*** TASK MATERIAL ***

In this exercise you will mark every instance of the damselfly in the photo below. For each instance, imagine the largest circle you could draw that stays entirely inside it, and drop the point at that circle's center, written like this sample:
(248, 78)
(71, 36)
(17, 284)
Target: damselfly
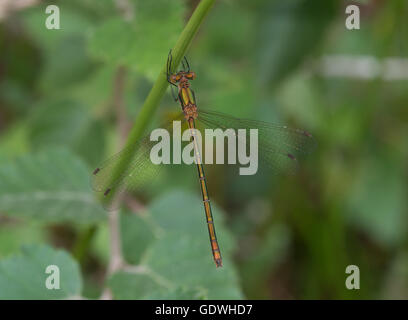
(278, 146)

*** End of TASK MATERIAL ***

### WHAT TO PRODUCE
Everything in the records should be repeated exactly except the images.

### RESULT BELOW
In this exercise you will mark every instance of the damselfly in the photo below. For each instance, imagine the largest circle you could draw that stays entirely inside it, and drop the point at that circle's center, written like this sample:
(248, 78)
(71, 36)
(17, 284)
Target: damselfly
(278, 146)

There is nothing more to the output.